PROBLEMS AND TASKS:
• A. Retype everything from "The Łódź Centre" down to "European Union funding." in the passage on the Łódź Centre for Comics, keeping every word and punctuation mark unchanged.
• B. According to the passage on the Łódź Centre for Comics, who created the mural on the façade of the Centre?
[TEXT BLOCK Boundary: Start]
The institution opened to the public in 2023; at the same time, it became the official organizer of the annual International Festival of Comics and Games in Łódź. The Centre is the first and only museum in Poland entirely devoted to comic art and video game art, and the largest museum devoted to comics and interactive media in Central and Eastern Europe. The mural adorning the façade of the Center for Comics was created by South Korean illustrator Kim Jung Gi. The Centre is managed by Adam Radoń.

== History ==

The initiative to establish the Centre was taken by Adam Radoń, who originally suggested its creation in Łódź in 2011. The idea originated within the Łódź community associated with the International Festival of Comics and Games and the "Contur" Creators’ Association. The prior success and growth of the Festival permitted Radoń and other experts to secure city support for the initiative.

The Łódź Centre for Comics was founded in 2013; its office was initially located at the House of Literature in Łódź, while conceptual work began for the creation of a new museum space within the revitalisation of the EC1 Łódź complex. In early 2017, a tender was announced for the creation of the Centre in a building which had previously housed the Se-Ma-For animation museum; a contractor was selected in July that year. Parts of the building belonging to the former EC1 power plant were demolished; the remaining structures were revitalized and modernised. The Centre was scheduled to open in June 2019, but the opening was postponed. The initial investment cost was PLN 21 million, with approximately PLN 14 million of European Union funding.
[TEXT BLOCK Boundary: End]
[INPUT DATA Boundary: Start]
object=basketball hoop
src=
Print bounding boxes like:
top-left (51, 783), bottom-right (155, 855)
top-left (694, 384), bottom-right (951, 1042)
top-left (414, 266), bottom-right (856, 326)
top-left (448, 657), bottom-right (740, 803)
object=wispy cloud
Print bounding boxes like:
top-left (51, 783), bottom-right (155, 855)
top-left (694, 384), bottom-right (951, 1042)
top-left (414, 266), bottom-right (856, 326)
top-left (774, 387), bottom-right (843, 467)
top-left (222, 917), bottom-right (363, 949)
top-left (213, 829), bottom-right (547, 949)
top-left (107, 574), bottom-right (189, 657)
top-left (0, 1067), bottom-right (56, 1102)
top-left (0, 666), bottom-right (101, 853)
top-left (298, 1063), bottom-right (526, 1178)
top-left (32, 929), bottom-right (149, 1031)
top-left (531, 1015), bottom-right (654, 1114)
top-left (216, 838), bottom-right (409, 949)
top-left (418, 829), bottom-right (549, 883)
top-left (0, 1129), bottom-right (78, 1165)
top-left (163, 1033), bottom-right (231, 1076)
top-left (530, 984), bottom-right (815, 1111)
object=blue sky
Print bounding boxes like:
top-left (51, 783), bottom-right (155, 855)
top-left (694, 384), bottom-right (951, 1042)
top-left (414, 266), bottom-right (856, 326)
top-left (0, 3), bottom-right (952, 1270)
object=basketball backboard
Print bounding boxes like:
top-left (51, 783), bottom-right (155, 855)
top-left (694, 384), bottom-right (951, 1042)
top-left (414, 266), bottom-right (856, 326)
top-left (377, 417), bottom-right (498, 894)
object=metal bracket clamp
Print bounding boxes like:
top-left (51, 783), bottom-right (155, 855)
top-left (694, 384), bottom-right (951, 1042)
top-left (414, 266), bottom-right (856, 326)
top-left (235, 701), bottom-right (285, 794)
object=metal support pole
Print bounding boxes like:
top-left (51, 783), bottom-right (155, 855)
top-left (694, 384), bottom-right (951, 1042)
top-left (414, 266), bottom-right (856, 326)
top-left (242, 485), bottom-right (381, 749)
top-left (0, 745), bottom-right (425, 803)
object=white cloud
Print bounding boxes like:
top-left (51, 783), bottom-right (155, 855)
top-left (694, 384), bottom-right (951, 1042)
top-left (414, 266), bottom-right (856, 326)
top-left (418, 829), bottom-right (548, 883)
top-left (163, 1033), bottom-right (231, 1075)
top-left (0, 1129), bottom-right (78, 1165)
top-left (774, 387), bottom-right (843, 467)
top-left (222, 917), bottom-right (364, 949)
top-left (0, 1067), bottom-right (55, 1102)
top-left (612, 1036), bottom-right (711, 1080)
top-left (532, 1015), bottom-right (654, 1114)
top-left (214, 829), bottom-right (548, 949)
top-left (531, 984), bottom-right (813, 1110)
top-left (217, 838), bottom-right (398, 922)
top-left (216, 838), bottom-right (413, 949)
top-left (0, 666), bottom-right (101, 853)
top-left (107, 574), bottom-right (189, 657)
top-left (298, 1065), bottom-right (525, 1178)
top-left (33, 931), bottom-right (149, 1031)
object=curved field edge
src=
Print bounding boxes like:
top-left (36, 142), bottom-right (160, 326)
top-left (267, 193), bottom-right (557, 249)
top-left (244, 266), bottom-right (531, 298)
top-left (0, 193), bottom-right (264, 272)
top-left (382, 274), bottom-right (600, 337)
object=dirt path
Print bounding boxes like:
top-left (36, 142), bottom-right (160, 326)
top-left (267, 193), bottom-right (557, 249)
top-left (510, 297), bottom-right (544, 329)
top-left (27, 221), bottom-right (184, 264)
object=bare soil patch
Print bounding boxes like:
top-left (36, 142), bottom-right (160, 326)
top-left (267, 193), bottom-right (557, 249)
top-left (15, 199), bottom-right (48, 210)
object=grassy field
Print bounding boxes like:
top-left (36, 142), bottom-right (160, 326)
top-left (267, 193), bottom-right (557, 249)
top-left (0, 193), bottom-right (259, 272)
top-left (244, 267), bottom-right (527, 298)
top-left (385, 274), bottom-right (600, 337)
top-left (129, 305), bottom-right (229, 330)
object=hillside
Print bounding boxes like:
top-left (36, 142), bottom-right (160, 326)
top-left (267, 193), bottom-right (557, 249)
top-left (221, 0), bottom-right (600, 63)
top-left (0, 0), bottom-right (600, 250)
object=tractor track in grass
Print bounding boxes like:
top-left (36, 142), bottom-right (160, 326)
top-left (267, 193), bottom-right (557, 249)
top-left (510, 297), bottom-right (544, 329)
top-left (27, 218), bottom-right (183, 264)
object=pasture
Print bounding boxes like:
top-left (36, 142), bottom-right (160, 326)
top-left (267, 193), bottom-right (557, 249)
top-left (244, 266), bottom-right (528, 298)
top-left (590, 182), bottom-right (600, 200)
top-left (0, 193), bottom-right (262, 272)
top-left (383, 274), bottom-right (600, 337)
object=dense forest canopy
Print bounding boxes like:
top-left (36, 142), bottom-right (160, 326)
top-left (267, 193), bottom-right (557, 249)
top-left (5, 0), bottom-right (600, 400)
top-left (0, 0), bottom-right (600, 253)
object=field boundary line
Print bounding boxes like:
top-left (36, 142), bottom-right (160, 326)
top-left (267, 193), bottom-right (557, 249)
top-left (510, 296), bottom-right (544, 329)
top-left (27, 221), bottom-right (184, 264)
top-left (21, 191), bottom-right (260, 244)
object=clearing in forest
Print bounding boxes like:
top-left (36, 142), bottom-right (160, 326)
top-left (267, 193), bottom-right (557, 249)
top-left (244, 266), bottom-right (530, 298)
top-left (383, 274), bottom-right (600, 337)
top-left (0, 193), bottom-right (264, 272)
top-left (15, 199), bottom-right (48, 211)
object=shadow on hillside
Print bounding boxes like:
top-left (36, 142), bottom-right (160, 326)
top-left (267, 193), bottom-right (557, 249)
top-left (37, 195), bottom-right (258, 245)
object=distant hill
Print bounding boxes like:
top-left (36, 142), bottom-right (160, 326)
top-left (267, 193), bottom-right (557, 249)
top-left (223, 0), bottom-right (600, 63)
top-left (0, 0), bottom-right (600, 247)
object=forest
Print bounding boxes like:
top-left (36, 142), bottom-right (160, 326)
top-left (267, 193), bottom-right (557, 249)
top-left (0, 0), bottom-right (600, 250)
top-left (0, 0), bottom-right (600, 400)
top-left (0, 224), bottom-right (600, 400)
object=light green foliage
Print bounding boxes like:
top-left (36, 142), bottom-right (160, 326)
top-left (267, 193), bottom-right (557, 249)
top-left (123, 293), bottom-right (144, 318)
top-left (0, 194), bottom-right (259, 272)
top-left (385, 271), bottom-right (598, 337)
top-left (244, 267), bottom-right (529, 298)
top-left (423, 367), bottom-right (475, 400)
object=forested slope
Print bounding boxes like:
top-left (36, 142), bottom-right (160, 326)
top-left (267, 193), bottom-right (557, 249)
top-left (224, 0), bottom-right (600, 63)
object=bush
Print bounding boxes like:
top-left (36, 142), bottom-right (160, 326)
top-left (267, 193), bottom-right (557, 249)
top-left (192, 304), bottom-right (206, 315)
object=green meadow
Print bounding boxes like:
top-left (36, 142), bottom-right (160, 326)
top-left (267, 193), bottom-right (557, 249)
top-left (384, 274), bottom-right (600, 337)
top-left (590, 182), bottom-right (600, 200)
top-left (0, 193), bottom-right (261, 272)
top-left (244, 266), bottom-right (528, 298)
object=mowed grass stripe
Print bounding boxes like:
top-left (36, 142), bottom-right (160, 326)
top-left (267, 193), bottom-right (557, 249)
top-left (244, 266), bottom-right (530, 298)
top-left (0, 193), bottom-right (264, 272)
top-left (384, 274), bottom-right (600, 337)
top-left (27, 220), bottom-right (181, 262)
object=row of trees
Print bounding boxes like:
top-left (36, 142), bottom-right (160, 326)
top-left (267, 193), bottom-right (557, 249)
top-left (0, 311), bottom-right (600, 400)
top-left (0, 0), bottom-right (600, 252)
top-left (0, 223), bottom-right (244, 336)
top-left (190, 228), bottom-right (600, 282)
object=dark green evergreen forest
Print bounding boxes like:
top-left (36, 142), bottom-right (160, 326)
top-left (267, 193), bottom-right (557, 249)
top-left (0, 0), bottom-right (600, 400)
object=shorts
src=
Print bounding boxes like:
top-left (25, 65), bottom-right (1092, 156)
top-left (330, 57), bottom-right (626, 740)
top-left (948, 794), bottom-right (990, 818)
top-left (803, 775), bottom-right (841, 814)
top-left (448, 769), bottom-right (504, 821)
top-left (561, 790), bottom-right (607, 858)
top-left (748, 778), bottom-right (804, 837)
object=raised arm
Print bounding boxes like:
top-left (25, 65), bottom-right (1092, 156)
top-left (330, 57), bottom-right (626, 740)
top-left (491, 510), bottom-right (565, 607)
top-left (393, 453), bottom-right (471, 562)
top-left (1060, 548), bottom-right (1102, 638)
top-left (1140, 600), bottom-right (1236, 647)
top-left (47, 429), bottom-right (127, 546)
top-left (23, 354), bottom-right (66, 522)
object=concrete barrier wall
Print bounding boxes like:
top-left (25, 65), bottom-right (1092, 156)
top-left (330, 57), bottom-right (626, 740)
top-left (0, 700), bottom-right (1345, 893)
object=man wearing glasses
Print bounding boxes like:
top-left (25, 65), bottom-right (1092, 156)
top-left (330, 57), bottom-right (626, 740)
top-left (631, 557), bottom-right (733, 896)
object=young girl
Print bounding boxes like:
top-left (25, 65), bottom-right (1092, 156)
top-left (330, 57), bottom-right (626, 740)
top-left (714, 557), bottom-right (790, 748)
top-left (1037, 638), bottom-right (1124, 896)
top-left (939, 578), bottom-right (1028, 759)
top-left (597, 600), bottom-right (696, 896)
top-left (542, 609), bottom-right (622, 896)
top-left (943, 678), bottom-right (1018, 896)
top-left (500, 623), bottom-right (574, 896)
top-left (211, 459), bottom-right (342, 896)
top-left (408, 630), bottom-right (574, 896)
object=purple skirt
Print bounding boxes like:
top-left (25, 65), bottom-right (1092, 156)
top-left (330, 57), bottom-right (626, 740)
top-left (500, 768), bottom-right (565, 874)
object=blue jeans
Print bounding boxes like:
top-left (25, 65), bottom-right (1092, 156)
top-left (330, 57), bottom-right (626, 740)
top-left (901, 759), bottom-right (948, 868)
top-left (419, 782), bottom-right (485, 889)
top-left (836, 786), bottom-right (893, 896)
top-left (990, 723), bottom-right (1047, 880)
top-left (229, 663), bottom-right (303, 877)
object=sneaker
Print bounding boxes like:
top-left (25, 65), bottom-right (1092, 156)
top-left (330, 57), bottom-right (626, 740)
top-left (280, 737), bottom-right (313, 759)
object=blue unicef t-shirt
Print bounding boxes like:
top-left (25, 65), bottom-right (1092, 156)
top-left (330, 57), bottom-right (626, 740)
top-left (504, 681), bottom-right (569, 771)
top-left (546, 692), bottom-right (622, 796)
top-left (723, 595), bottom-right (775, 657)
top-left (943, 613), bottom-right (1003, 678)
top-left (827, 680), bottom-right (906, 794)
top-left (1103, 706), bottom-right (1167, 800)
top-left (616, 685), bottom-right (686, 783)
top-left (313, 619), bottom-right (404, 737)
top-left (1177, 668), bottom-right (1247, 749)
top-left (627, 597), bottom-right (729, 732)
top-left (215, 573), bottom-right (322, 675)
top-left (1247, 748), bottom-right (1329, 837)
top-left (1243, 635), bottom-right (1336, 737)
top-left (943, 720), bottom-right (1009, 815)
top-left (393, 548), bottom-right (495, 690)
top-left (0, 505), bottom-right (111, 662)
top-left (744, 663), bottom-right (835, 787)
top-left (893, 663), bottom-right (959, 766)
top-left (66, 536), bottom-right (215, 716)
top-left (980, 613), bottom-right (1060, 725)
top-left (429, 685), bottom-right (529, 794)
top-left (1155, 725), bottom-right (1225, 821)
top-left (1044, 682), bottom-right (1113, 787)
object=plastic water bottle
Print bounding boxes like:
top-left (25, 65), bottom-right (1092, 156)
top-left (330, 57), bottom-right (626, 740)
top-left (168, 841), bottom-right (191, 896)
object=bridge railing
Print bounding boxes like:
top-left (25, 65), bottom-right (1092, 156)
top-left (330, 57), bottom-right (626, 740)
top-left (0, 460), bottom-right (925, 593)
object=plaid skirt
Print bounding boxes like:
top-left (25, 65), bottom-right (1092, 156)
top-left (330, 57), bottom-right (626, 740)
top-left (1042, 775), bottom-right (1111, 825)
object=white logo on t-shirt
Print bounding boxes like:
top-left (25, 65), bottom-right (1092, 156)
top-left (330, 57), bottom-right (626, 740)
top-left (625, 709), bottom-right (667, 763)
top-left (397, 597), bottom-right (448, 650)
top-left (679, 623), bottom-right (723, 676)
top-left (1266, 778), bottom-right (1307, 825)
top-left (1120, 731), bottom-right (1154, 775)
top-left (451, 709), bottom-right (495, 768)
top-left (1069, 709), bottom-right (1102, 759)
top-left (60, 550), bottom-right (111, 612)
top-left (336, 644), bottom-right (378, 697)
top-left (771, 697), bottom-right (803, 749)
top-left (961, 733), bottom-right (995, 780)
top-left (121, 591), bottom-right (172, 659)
[INPUT DATA Boundary: End]
SOLUTIONS TO THE PROBLEMS:
• A.
The Łódź Centre for Comics was founded in 2013; its office was initially located at the House of Literature in Łódź, while conceptual work began for the creation of a new museum space within the revitalisation of the EC1 Łódź complex. In early 2017, a tender was announced for the creation of the Centre in a building which had previously housed the Se-Ma-For animation museum; a contractor was selected in July that year. Parts of the building belonging to the former EC1 power plant were demolished; the remaining structures were revitalized and modernised. The Centre was scheduled to open in June 2019, but the opening was postponed. The initial investment cost was PLN 21 million, with approximately PLN 14 million of European Union funding.

• B. South Korean illustrator Kim Jung Gi created it.